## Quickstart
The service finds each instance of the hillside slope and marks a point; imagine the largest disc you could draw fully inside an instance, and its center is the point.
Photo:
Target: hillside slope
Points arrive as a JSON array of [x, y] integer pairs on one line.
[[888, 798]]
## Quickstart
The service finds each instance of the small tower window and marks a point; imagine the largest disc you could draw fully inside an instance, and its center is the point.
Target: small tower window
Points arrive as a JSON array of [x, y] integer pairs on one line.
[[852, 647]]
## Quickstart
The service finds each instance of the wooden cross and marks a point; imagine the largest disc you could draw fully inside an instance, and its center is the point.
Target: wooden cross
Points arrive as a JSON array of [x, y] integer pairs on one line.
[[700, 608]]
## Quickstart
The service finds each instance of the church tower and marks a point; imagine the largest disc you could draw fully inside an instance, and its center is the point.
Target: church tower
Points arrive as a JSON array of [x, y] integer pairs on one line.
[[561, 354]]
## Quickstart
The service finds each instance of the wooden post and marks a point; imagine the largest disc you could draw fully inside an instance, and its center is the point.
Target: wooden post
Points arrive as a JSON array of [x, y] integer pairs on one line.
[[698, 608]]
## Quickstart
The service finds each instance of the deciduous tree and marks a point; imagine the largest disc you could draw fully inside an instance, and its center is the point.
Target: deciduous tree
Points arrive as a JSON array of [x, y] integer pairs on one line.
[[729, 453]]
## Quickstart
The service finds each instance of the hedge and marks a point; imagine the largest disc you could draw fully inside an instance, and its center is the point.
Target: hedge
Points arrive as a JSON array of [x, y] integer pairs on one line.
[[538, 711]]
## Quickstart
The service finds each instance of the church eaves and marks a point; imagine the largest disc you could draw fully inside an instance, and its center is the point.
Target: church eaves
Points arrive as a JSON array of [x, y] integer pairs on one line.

◆ Prompt: Reproduce all of the lines above verbatim, keeping every character and line break unchanged.

◆ Solution for this problem:
## Quickstart
The service finds each instance of the hillside slope and marks a point; imagine the largest disc you could draw fully inside an instance, and its center is the point.
Photo:
Target: hillside slope
Points arrive as a JSON array of [x, y] integer pairs on one line.
[[888, 798]]
## Quickstart
The service finds each instance of the small tower window and marks a point; imagine the largest disc you could draw fully inside an instance, and its center is the point.
Target: small tower window
Points arrive as a JSON array of [x, y] integer pairs on one line.
[[852, 647]]
## Quickstart
The service finds each instance of the wooden cross and marks a point; imagine the largest disc you could draw fully inside an instance, and its center is the point.
Target: wooden cross
Points arrive as a JSON array of [x, y] integer pairs on one line.
[[700, 608]]
## Quickstart
The service finds each instance of the church tower and marks a point; imagine the largest disc you could draw fully inside an instance, and its center is the point.
Target: church tower
Points arrive as a JSON array of [x, y] integer pairs on one line.
[[561, 354]]
## Quickstart
The service finds each instance of the wooden post and marks a point; imagine the largest disc you could draw fully inside an instance, and its center is the point.
Target: wooden post
Points arrive as a JSON array of [x, y] integer pairs on one line.
[[698, 608]]
## Quickstart
The service finds each instance of the deciduous tree and marks a point; imagine the largest disc you could draw fully inside an instance, and its center is the point.
Target: deciduous tree
Points arrive as a JSON array of [x, y] integer pairs on one line.
[[729, 453]]
## Quickstart
The service finds each instance of the hedge and marks a point; imagine the largest disc you could draw fully inside an instance, and its center is the point.
Target: hedge
Points arrive as a JSON array of [x, y] integer pairs on one line.
[[538, 711]]
## Quickstart
The service finds each instance of the church eaves and marks a point; imagine the largest disc you could draw fully inside an instance, and its center is the point.
Target: church eaves
Points arrive as a JSON array of [x, y] integer pairs on one line.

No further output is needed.